Source document:

+ + + + + + +

This is the only area where we feel the On-Lap 2501M comes up short. Its color gamut is quite a bit smaller than the sRGB/Rec 709 standard.

Take a look at the dots furthest from the center of the CIE chart. They should be at or near the outermost squares, which represent the correct color points. It seems that only cyan is close to accurate. The other colors never quite reach the full saturation point. The visible effect is that the color looks somewhat washed out and light. This is made up for a little bit by the increased luminance, which you can see in the middle chart. Red, blue, and magenta are brighter than they should be, but this gives an illusion of extra saturation. And the Delta-E chart shows these errors are visible to the naked eye.

When a display measures this far off the standard, we do a test called Actual Secondaries. The monitor’s actual measured primaries are used to calculate where the secondary colors (cyan, magenta, and yellow) should be.

We can tell that the On-Lap is the product of some clever engineering because its secondaries fall exactly where they should in the altered gamut. Given this fact, combined with the increased luminance values, the color on this display actually looks OK. It’s a little washed-out, but not nearly as much as these charts suggest.

+ + + + + + +

Task 1: Using the On-Lap 2501M color review, say whether each statement agrees with it: (a) the monitor's color gamut is larger than the sRGB/Rec 709 standard; (b) cyan is the only color that seems close to accurate; (c) the secondary colors land exactly where they should in the altered gamut. For each, answer yes or no and quote the words from the review that decide it.
Task 2: Pick up the On-Lap 2501M color review after its last sentence and keep writing it.

+ + + + + + +

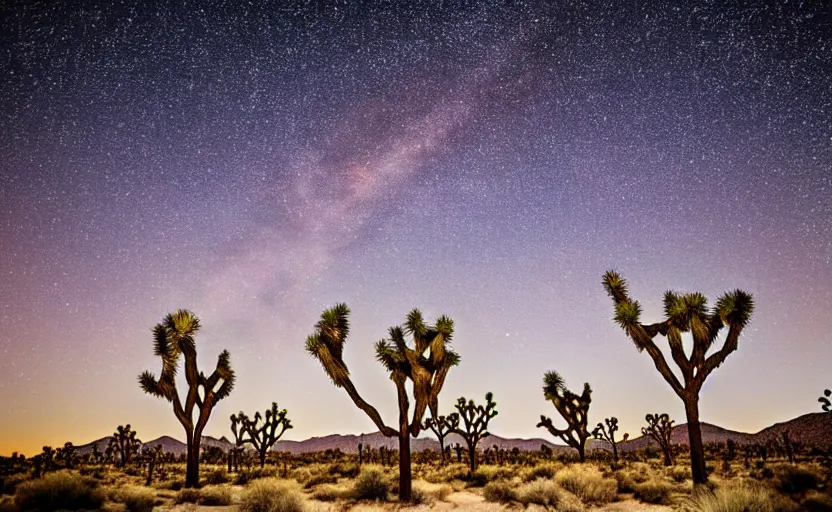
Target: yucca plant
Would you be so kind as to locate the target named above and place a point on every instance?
(572, 407)
(607, 433)
(660, 428)
(174, 338)
(685, 313)
(425, 363)
(475, 420)
(261, 437)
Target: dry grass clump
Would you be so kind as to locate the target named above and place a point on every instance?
(545, 470)
(271, 495)
(62, 490)
(215, 495)
(371, 484)
(588, 484)
(738, 498)
(446, 474)
(499, 492)
(655, 492)
(794, 479)
(543, 492)
(135, 498)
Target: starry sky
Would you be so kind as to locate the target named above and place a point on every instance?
(260, 162)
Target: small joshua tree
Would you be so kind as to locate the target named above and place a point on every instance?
(174, 337)
(475, 420)
(441, 429)
(660, 428)
(426, 365)
(125, 443)
(263, 437)
(608, 434)
(572, 407)
(826, 405)
(685, 313)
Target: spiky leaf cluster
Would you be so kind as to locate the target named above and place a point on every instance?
(424, 360)
(261, 437)
(173, 338)
(685, 313)
(572, 407)
(826, 405)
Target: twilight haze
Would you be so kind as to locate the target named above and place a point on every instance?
(484, 160)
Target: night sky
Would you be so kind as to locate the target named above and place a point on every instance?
(485, 160)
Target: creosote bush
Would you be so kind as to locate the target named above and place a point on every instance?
(269, 495)
(371, 484)
(59, 491)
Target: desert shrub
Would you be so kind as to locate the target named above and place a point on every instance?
(327, 493)
(59, 491)
(271, 496)
(215, 495)
(319, 479)
(541, 471)
(346, 470)
(792, 479)
(7, 504)
(588, 484)
(499, 492)
(741, 498)
(371, 484)
(447, 474)
(817, 502)
(136, 499)
(656, 492)
(215, 477)
(187, 496)
(543, 492)
(677, 473)
(8, 484)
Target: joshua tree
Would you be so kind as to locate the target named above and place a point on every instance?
(67, 455)
(572, 407)
(608, 434)
(125, 443)
(174, 337)
(262, 438)
(660, 428)
(685, 313)
(824, 400)
(427, 372)
(440, 427)
(475, 420)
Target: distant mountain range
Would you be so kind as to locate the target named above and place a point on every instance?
(812, 428)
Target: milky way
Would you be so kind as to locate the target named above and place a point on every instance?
(484, 160)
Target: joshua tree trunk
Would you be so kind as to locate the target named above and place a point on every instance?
(697, 449)
(405, 483)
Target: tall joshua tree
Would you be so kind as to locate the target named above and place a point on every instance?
(607, 433)
(572, 407)
(263, 437)
(826, 405)
(125, 443)
(426, 365)
(172, 338)
(660, 428)
(685, 313)
(475, 420)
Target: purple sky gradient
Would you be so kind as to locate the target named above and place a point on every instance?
(481, 160)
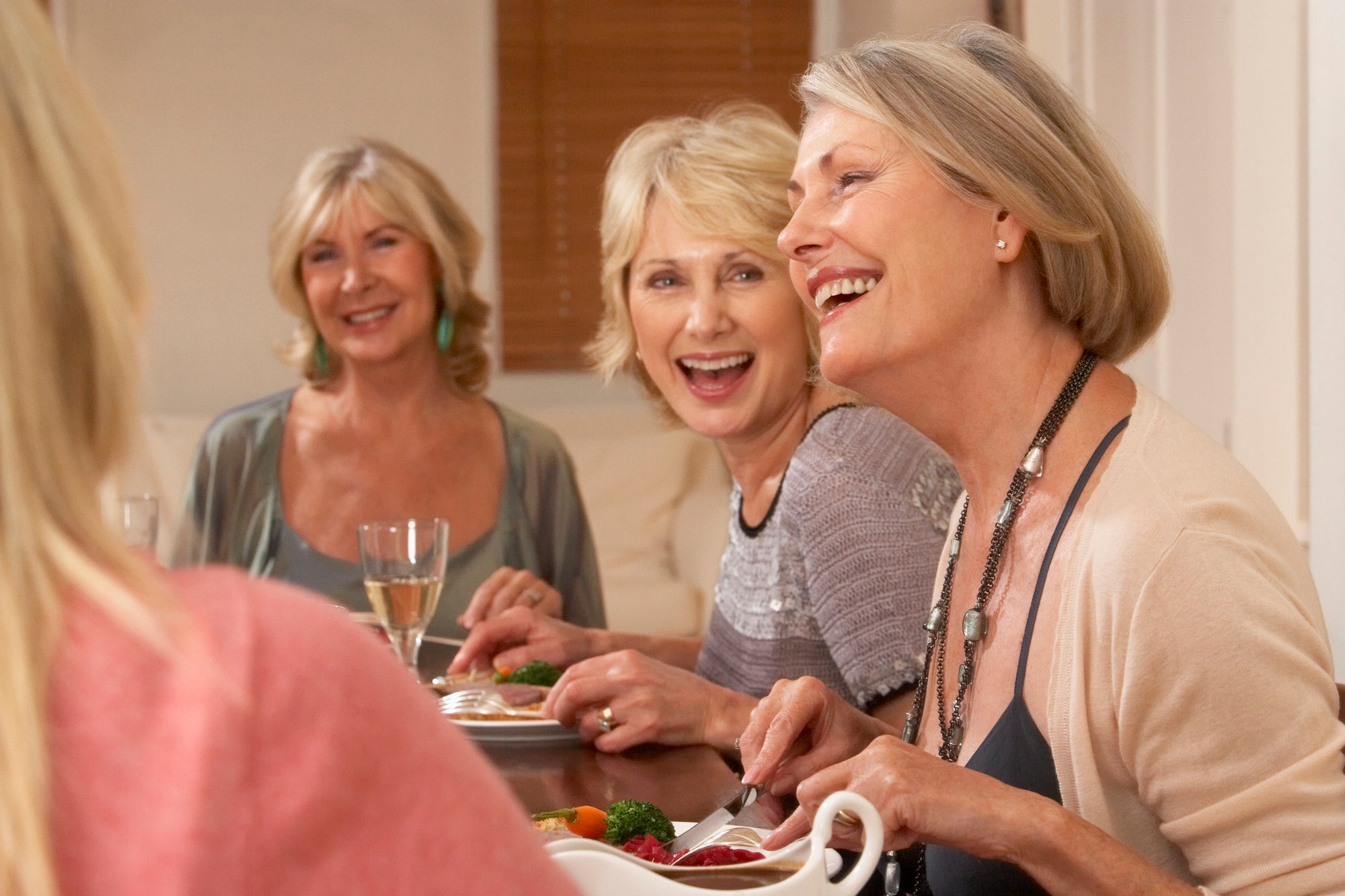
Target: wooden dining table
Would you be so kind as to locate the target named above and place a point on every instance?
(688, 783)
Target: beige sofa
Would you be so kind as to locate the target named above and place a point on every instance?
(657, 501)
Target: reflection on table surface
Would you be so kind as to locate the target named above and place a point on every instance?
(688, 783)
(435, 657)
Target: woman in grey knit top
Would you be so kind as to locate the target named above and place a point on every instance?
(840, 512)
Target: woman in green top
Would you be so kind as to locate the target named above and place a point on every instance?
(375, 259)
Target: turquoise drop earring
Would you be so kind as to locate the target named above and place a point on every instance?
(445, 329)
(321, 357)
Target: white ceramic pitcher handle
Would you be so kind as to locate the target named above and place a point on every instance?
(868, 815)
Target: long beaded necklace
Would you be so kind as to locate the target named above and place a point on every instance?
(976, 624)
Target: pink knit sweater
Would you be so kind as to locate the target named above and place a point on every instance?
(284, 752)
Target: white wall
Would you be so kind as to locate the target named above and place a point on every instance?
(1327, 309)
(215, 106)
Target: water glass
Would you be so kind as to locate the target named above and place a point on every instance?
(404, 563)
(138, 516)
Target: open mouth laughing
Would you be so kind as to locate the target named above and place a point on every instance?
(714, 374)
(368, 317)
(837, 292)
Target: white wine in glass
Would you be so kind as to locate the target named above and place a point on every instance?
(404, 564)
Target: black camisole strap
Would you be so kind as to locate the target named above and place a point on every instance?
(1055, 540)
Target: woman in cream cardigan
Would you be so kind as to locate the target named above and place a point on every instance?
(1129, 685)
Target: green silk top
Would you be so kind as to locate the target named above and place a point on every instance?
(232, 514)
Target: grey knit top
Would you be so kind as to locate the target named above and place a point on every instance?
(837, 580)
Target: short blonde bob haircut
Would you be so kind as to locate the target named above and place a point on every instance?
(73, 299)
(408, 194)
(724, 175)
(997, 128)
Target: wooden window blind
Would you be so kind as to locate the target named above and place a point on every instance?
(575, 79)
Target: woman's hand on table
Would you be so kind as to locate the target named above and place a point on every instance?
(922, 798)
(801, 728)
(506, 588)
(521, 635)
(650, 701)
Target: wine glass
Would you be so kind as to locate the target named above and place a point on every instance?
(138, 517)
(404, 564)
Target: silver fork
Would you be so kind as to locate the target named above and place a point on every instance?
(484, 702)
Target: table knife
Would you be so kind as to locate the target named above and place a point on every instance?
(727, 813)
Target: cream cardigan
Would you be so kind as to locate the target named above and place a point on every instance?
(1192, 710)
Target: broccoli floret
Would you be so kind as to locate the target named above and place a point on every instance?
(634, 817)
(536, 673)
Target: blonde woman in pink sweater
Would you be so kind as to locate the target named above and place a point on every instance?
(178, 732)
(1128, 680)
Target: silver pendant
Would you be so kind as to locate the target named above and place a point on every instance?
(1034, 462)
(974, 624)
(934, 624)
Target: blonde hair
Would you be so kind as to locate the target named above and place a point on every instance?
(408, 194)
(72, 298)
(722, 175)
(999, 130)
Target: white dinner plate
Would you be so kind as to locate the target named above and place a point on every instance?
(523, 731)
(797, 850)
(833, 856)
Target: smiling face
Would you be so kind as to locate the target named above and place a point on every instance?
(718, 327)
(369, 287)
(899, 268)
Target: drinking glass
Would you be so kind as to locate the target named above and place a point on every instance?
(404, 564)
(139, 520)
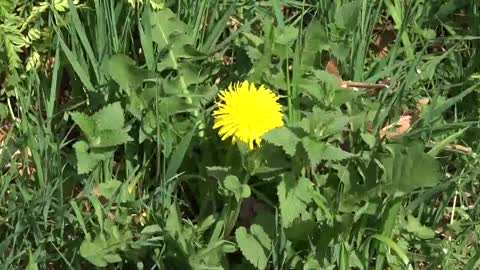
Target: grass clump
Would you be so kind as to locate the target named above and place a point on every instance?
(110, 158)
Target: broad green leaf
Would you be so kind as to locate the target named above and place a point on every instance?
(252, 249)
(103, 250)
(259, 233)
(316, 40)
(86, 161)
(323, 124)
(240, 191)
(293, 195)
(178, 155)
(32, 265)
(165, 25)
(85, 122)
(347, 15)
(286, 36)
(93, 252)
(284, 137)
(414, 226)
(409, 168)
(110, 117)
(320, 151)
(108, 189)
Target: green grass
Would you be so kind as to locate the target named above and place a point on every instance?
(110, 160)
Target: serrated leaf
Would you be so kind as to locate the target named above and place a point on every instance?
(85, 163)
(293, 195)
(409, 167)
(85, 122)
(240, 191)
(319, 151)
(165, 25)
(251, 248)
(110, 117)
(414, 226)
(260, 234)
(316, 39)
(284, 137)
(324, 124)
(92, 251)
(108, 189)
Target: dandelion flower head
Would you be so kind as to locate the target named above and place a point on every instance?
(246, 112)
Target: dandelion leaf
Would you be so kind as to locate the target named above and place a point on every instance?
(294, 196)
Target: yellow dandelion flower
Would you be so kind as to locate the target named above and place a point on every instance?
(246, 112)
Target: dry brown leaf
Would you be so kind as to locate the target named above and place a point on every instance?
(332, 68)
(398, 128)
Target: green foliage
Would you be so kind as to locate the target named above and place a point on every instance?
(254, 244)
(103, 130)
(109, 159)
(294, 196)
(409, 168)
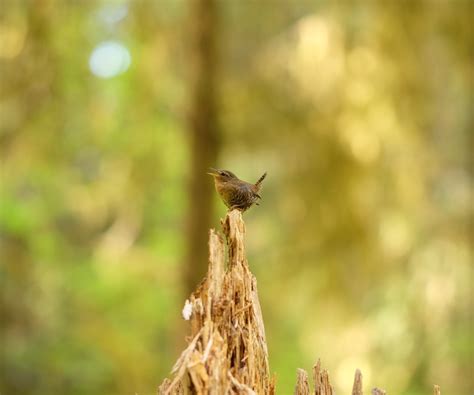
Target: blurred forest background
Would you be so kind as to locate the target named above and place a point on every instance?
(360, 112)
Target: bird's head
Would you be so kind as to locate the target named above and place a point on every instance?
(222, 175)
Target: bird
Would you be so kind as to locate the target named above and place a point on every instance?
(234, 192)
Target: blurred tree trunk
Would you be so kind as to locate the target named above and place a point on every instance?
(204, 136)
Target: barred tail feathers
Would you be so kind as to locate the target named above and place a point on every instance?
(257, 184)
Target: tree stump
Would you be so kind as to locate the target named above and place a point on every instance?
(227, 351)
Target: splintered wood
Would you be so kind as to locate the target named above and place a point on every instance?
(227, 353)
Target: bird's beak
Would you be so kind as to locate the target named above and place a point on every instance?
(213, 172)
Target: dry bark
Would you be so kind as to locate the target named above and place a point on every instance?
(227, 353)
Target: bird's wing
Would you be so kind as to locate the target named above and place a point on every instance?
(242, 197)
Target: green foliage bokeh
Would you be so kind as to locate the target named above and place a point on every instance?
(360, 114)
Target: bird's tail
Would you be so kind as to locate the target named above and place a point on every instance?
(257, 184)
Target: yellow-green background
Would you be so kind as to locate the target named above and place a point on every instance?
(360, 112)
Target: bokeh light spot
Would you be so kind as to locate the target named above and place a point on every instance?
(109, 59)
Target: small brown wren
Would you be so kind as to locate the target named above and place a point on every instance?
(235, 193)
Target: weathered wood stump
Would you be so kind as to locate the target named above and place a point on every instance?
(227, 351)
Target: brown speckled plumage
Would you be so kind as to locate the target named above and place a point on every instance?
(235, 193)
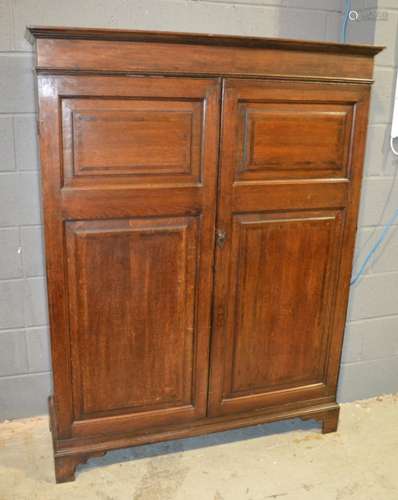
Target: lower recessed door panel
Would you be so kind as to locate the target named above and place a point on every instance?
(133, 294)
(281, 280)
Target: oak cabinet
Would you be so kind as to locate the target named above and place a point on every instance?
(200, 200)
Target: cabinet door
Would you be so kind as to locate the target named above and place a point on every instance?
(129, 177)
(291, 160)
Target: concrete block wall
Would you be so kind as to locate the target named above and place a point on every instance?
(25, 368)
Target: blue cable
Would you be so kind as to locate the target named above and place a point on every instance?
(375, 247)
(343, 33)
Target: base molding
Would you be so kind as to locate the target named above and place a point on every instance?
(69, 453)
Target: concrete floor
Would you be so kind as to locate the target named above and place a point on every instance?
(291, 461)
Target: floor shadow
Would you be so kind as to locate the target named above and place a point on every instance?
(200, 442)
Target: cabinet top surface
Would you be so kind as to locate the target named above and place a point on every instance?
(51, 32)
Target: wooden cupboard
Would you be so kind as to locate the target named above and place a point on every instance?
(200, 202)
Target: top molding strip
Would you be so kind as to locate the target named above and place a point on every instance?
(48, 32)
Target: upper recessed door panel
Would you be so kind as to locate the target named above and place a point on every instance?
(292, 132)
(151, 131)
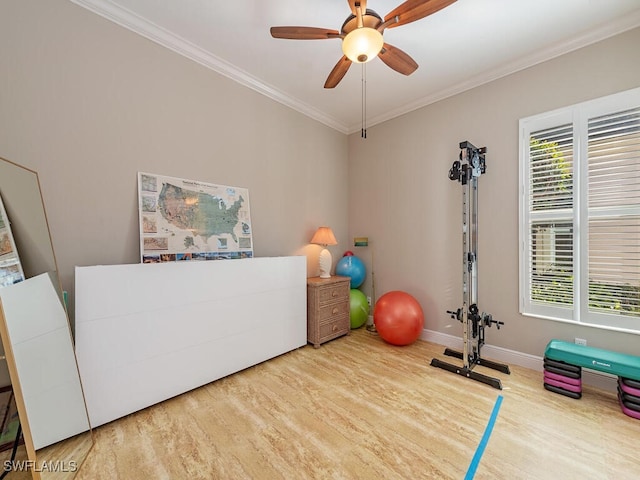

+ + + + + + +

Expected output 1:
(a) No: "Its color gamut is quite a bit smaller than the sRGB/Rec 709 standard."
(b) Yes: "It seems that only cyan is close to accurate."
(c) Yes: "its secondaries fall exactly where they should in the altered gamut."

Expected output 2:
All of our recently-tested screens come much closer to the sRGB/Rec 709 standard.

The average value doesn’t tell the whole story of the On-Lap. The Delta-E error for blue is over 10, but the extremely low error for cyan pulls the average number down somewhat.

Gamut Volume: Adobe RGB 1998

There are basically two categories of displays in use today: those that conform to the sRGB standard like HDTVs, and wide-gamut panels that show as much as 100 percent of the AdobeRGB 1998 spec. The On-Lap displays less than half the latter gamut. In fact, it only displays 55 percent of the sRGB gamut, which is a good deal behind other TN-based monitors.

We use Gamutvision to calculate the gamut volume, based on an ICC profile created from actual measurements. With only 39 percent of the AdobeRGB 1998 gamut available from the On-Lap, you won’t want to use this product for critical graphics work. Its color output would be difficult to match to other devices like cameras and printers. For gaming, video, and business use, though, it should be fine. Even though the color is under-saturated, the On-Lap is accurate relative to its actual color measurements.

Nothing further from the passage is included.